ARTICLE —

--

Eiko Otake dances with a stillness at once excruciating and exquisite. Her work is a negotiation of precision and flow, withdrawal and surge, shyness and exposure. For much of her career, she has danced as half of a duo, Eiko & Koma, with her partner in performance and life, Takashi Otake. Her first solo performance, which took place just last year, was titled A Body in Places; it has so far included “A Body in a Station,” put on at Manhattan’s Fulton Center, and “A Body in Fukushima,” a photo series in which Eiko’s movements are documented against a landscape made desolate by the Fukushima Daiichi nuclear disaster. As Eiko notes in the following interview, “I am using my body as a constant.”
Eiko Otake and Takashi “Koma” Otake met in Tokyo in 1971 as students at an avant-garde theater company run by Tatsumi Hijikata, a choreographer and co-founder of the performance genre Butoh. Eiko and Koma’s partnership, which began as an experiment, has lasted for over forty years. They settled in New York in 1976 and toured often, performing at museums, theaters, and festivals. They also staged free, public outdoor performances to take their work beyond the confines of traditional art spaces. In 1996, they became the first collaborators to jointly receive a MacArthur Foundation “genius grant.”
Eiko is deeply serious about her art, but less so about herself. As she explains, she occasionally delights in “playing the nuisance” and “personifying the maggot.” Her irreverence and playful nature seem to necessarily coexist with the sometimes devastating subject matter she addresses in her work.

--

OBJECTIVE 1 —
According to the Eiko Otake profile, in what year did Eiko and Koma settle in New York?
OBJECTIVE 2 —
Could you write out everything from "Eiko is deeply" down to "in her work." in the Eiko Otake profile again, swapping "nuisance" for "pest"?
The rows after this point are separate material, unrelated to the Eiko Otake profile.

RAW RECORDS —
--

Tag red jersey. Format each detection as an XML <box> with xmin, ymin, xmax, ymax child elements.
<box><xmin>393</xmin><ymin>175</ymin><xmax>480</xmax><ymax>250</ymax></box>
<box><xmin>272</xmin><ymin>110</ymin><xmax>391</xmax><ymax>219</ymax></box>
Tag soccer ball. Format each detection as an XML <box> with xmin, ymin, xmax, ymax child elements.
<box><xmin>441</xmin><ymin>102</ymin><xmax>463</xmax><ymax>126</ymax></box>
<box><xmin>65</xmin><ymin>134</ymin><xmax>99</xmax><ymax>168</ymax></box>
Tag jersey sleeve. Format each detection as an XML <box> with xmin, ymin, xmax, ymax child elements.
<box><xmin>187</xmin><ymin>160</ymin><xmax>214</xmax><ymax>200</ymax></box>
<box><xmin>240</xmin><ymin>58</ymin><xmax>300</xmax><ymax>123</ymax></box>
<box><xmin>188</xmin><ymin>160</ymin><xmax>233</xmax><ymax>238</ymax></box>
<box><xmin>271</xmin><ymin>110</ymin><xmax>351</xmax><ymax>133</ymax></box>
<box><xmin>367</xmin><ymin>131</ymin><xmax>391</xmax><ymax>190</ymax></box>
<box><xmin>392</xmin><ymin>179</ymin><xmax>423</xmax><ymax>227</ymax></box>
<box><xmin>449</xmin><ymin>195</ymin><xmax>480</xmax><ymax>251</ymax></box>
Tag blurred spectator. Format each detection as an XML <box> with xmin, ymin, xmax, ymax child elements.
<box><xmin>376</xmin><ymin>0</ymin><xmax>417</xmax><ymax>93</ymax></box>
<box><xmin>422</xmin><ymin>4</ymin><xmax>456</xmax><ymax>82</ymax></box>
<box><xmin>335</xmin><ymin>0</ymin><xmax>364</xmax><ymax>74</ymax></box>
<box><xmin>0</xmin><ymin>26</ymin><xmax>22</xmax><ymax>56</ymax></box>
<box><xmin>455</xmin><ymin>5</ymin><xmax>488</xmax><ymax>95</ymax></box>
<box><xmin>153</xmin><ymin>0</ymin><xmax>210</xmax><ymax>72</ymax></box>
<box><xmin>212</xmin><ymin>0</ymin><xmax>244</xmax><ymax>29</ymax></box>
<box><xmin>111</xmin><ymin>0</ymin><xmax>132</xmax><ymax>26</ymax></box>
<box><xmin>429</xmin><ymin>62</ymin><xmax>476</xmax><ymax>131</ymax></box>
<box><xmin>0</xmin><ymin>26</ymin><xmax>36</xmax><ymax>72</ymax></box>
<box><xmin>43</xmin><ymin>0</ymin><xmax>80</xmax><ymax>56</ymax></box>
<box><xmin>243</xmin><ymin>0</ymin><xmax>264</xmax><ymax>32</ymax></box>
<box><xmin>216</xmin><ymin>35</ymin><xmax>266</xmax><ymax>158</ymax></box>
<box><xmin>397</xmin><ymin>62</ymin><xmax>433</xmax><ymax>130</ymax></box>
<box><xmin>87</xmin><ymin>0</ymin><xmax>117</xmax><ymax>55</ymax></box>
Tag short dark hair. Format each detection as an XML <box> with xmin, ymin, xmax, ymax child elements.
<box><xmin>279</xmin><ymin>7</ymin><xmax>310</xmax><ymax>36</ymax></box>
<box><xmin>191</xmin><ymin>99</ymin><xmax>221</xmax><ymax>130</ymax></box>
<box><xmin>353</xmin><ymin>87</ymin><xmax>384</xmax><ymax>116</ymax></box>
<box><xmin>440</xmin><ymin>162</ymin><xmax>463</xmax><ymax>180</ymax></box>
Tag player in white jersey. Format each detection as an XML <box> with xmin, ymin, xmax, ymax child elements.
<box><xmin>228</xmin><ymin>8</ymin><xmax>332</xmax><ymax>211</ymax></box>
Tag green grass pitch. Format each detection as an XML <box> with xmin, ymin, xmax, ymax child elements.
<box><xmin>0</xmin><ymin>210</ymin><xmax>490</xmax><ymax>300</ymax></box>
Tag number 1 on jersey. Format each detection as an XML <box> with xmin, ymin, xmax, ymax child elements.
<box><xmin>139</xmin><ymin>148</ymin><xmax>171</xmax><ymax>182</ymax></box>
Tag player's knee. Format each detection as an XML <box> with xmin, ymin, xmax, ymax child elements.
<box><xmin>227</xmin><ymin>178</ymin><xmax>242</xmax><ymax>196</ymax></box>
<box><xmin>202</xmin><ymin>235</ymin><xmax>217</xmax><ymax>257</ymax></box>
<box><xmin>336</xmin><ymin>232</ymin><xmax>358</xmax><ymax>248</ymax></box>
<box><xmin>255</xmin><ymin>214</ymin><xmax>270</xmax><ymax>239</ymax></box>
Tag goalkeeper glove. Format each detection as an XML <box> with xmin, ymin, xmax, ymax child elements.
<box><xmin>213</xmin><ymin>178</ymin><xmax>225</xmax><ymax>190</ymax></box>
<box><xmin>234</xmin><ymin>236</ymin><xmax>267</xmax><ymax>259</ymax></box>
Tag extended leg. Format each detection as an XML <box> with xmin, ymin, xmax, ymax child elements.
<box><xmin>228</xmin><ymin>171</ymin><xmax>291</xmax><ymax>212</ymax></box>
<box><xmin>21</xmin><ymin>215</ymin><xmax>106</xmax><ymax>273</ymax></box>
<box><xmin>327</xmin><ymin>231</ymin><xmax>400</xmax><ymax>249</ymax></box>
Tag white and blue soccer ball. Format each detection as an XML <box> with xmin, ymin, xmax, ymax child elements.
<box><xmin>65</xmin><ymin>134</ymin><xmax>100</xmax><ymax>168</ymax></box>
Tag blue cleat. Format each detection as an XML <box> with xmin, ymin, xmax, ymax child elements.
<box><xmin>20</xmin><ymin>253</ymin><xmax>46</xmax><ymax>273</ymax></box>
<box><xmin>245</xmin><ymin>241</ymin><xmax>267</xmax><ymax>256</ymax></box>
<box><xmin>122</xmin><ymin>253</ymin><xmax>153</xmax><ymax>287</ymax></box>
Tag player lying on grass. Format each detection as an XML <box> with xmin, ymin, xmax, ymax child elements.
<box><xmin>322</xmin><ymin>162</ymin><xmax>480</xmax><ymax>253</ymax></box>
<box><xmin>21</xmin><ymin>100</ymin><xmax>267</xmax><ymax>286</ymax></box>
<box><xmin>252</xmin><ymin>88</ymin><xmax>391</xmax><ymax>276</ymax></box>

--

SOLUTION 1 —
1976

SOLUTION 2 —
Eiko is deeply serious about her art, but less so about herself. As she explains, she occasionally delights in “playing the pest” and “personifying the maggot.” Her irreverence and playful nature seem to necessarily coexist with the sometimes devastating subject matter she addresses in her work.